Output the line with "the green roof" and every following line to the end of the material, exactly as they appear.
--- DATA Enclosed Below ---
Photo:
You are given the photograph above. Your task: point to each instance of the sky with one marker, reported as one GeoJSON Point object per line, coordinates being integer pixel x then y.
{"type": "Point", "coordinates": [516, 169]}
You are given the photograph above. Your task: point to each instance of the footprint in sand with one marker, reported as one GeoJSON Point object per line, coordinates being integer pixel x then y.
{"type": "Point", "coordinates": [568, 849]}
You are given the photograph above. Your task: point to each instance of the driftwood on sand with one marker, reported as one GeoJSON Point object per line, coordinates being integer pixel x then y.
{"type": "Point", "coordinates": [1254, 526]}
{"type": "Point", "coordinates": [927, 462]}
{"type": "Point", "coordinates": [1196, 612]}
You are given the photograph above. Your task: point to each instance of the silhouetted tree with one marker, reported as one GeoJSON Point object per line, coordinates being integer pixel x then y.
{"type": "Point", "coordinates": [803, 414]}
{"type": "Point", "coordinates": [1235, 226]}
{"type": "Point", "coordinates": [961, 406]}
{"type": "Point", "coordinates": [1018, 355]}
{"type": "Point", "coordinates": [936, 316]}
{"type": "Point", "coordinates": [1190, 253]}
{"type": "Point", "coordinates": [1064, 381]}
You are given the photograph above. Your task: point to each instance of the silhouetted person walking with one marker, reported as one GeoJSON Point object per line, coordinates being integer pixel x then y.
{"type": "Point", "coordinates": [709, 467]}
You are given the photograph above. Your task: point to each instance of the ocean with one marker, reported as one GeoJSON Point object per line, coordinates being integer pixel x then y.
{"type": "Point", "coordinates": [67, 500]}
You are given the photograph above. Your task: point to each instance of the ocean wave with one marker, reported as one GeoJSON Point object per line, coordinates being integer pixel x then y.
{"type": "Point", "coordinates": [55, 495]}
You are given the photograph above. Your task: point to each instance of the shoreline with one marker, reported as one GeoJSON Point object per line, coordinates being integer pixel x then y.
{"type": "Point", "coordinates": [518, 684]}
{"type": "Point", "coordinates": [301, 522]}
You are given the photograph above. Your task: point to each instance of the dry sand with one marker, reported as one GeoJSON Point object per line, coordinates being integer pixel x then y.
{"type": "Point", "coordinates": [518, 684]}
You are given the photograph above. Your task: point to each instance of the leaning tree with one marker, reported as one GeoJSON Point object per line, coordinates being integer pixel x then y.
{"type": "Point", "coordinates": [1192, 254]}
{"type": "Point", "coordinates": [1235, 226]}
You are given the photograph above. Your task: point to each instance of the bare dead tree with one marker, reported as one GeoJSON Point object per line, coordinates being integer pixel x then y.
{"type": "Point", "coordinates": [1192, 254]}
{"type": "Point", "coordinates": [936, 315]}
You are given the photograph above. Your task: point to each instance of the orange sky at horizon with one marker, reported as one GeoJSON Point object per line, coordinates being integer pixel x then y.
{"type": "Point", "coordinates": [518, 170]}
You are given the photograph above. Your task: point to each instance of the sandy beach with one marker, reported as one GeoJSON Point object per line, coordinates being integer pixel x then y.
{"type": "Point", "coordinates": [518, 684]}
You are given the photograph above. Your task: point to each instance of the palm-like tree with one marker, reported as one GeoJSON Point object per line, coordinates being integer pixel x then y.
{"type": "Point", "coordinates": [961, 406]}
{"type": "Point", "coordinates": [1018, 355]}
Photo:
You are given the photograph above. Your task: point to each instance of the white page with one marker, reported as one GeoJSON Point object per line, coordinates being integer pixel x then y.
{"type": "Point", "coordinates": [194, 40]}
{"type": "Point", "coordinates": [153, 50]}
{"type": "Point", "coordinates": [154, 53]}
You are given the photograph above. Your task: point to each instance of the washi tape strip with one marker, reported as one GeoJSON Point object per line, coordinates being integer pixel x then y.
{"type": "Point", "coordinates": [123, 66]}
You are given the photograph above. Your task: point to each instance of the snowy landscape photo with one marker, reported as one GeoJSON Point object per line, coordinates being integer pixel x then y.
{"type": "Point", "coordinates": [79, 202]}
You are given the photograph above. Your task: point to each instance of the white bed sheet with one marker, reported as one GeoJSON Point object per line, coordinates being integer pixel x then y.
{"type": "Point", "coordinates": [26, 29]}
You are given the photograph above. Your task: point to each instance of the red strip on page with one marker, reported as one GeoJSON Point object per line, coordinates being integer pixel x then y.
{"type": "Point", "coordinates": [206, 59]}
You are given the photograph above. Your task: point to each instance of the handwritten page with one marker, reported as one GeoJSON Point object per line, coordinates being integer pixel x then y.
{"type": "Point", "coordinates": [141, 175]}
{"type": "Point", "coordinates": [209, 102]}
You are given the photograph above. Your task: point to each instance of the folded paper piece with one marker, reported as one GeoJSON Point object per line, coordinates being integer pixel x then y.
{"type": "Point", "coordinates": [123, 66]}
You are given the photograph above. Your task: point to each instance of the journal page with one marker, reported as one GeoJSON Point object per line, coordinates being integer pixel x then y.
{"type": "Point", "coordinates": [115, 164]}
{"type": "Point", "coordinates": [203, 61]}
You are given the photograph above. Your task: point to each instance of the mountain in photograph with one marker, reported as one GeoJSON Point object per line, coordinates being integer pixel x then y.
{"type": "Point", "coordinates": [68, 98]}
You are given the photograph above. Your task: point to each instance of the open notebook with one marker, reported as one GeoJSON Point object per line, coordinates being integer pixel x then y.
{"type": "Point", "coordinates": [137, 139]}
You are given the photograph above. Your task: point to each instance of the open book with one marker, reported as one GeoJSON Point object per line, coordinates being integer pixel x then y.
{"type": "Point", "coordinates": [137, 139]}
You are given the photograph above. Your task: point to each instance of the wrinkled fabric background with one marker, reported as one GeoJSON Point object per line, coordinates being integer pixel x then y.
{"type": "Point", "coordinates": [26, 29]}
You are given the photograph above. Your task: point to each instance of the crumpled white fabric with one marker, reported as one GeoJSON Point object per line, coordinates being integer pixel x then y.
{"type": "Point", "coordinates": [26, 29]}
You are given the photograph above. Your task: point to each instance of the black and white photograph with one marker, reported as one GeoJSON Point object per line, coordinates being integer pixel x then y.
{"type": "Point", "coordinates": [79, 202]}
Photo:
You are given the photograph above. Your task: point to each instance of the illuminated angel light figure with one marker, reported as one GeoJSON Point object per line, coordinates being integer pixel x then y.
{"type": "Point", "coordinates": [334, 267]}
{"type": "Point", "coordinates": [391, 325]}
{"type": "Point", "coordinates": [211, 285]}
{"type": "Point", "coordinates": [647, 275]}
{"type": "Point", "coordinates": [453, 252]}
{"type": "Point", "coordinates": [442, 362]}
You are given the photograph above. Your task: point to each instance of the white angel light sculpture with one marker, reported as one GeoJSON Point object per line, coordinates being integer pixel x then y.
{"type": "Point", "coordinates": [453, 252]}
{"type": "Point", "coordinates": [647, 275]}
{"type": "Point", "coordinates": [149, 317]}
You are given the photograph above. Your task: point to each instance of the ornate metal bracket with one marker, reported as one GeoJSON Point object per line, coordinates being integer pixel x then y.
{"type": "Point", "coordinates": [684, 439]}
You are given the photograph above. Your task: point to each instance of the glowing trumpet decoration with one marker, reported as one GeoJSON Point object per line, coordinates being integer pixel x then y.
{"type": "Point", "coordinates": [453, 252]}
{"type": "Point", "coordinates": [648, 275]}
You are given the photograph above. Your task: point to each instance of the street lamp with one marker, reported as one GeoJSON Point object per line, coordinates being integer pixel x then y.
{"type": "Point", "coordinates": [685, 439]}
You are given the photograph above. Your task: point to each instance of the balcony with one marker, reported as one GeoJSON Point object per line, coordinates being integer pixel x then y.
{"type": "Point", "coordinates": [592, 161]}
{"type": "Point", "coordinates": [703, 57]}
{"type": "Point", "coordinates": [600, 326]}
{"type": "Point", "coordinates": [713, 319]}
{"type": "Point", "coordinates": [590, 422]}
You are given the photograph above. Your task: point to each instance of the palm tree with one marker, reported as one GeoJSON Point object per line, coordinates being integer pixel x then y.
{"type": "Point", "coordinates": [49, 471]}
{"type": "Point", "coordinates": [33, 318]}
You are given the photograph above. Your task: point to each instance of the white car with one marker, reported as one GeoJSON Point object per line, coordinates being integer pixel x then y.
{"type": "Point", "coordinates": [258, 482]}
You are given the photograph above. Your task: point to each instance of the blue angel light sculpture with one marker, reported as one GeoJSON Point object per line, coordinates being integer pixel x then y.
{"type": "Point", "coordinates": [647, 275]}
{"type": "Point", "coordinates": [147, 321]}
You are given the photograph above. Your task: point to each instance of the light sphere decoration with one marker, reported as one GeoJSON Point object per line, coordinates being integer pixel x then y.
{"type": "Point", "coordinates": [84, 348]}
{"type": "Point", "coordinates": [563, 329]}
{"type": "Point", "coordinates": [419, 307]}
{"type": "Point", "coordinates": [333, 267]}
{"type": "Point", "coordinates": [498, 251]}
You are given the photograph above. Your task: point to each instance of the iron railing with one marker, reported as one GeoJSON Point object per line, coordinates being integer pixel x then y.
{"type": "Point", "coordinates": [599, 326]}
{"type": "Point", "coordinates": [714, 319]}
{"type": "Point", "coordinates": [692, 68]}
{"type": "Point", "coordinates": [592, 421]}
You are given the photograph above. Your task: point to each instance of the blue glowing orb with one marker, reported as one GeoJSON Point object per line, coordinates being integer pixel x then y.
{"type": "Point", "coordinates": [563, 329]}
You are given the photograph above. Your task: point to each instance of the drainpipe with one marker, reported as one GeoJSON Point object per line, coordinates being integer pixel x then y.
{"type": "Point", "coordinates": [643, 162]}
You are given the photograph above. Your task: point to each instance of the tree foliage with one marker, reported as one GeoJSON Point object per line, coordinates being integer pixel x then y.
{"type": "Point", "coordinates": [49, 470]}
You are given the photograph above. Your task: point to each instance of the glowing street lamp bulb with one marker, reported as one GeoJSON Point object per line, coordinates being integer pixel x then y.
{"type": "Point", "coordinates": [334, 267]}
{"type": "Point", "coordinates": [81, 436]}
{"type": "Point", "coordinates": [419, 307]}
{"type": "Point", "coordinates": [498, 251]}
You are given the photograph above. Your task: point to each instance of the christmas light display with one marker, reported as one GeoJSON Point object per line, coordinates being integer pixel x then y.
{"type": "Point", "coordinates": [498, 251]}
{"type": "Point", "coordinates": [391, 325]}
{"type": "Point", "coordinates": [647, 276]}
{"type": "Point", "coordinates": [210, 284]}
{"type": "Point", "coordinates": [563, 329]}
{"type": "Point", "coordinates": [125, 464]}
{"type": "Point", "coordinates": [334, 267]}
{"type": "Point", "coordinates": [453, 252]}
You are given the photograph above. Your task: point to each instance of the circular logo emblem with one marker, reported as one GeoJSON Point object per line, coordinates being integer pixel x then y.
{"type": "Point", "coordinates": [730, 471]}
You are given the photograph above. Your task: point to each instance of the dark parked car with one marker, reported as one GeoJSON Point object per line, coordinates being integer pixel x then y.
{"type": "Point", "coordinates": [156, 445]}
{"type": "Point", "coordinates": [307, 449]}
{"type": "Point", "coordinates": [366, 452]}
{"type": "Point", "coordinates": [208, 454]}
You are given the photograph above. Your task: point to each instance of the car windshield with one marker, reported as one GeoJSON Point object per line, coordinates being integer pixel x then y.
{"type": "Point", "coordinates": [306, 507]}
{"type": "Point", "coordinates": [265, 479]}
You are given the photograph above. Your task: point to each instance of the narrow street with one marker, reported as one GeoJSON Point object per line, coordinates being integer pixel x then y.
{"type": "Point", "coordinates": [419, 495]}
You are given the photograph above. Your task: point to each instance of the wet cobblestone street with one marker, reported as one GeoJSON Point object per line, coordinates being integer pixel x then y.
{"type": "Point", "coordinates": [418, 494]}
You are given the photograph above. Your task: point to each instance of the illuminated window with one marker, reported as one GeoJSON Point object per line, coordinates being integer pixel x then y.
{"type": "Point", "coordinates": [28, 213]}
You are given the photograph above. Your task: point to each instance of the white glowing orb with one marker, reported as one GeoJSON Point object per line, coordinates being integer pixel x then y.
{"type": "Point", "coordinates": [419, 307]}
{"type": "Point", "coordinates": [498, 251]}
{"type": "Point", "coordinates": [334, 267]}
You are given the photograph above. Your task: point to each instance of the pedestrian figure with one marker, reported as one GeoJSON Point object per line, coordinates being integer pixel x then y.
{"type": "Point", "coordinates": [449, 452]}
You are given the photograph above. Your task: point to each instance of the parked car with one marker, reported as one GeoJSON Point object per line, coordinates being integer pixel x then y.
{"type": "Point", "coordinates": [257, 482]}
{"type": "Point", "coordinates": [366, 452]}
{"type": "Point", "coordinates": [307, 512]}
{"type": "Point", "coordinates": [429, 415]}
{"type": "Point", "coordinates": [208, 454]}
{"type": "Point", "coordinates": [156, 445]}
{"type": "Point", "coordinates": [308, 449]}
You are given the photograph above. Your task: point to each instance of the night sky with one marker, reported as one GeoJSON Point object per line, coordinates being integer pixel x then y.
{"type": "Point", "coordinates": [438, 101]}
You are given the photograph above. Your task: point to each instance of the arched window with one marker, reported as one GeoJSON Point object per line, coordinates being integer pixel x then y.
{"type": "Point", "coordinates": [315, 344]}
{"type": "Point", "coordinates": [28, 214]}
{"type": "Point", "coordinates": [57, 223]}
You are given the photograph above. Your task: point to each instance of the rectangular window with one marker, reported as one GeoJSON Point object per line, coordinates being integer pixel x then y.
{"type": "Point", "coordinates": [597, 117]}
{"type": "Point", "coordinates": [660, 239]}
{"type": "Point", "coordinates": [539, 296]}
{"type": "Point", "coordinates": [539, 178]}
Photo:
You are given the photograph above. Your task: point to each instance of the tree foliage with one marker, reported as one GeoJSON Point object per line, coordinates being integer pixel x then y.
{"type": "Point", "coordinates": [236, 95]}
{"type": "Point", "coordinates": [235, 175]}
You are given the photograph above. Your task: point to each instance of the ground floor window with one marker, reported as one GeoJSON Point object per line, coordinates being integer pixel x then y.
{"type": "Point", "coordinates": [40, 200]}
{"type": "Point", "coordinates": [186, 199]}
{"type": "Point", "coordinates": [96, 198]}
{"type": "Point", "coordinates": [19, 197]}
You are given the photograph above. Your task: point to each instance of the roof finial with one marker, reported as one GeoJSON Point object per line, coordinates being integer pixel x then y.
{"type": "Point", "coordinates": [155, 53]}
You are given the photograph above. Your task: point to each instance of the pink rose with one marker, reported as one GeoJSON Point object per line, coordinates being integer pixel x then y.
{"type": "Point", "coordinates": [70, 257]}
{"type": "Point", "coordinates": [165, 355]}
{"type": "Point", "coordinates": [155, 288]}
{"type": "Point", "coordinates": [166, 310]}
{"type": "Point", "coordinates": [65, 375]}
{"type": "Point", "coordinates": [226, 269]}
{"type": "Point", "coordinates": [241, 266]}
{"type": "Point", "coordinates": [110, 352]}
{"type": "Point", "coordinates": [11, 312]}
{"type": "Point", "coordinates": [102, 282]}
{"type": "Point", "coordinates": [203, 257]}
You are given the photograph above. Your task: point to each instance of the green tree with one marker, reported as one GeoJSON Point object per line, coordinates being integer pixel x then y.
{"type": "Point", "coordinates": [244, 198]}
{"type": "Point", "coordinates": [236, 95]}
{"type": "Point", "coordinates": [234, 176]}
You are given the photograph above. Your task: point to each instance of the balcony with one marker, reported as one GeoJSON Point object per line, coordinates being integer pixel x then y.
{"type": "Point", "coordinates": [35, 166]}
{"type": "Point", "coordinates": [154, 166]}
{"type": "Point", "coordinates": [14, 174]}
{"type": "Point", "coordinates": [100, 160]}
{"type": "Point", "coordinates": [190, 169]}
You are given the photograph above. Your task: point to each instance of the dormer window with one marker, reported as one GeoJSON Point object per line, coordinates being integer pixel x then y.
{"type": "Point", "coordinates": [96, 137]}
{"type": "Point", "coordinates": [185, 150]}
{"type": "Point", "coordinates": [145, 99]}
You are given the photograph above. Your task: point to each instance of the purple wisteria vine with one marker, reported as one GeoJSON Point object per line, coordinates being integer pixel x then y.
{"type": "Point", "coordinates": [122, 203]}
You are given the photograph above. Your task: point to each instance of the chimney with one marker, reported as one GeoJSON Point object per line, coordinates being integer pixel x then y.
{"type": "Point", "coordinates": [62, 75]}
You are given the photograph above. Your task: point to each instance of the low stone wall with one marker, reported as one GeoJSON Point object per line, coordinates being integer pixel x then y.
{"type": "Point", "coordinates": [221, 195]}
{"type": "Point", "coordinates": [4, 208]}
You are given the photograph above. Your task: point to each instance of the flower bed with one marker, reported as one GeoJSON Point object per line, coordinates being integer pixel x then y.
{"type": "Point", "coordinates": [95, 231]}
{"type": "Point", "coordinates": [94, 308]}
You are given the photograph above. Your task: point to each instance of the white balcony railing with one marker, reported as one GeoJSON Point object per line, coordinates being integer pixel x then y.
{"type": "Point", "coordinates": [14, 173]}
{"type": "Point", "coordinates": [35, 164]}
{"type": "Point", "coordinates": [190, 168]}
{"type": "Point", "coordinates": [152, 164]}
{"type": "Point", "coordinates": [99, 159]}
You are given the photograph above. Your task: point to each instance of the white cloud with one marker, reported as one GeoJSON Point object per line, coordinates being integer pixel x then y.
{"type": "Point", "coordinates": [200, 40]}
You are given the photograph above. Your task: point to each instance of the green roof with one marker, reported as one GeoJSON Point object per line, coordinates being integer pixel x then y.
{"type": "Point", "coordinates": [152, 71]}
--- End of Enclosed DATA ---
WRITTEN SOLUTION =
You are given the photograph above. Your task: point to each instance of the green roof with one marker, reported as one GeoJSON Point object per line, coordinates being integer pixel x then y.
{"type": "Point", "coordinates": [152, 71]}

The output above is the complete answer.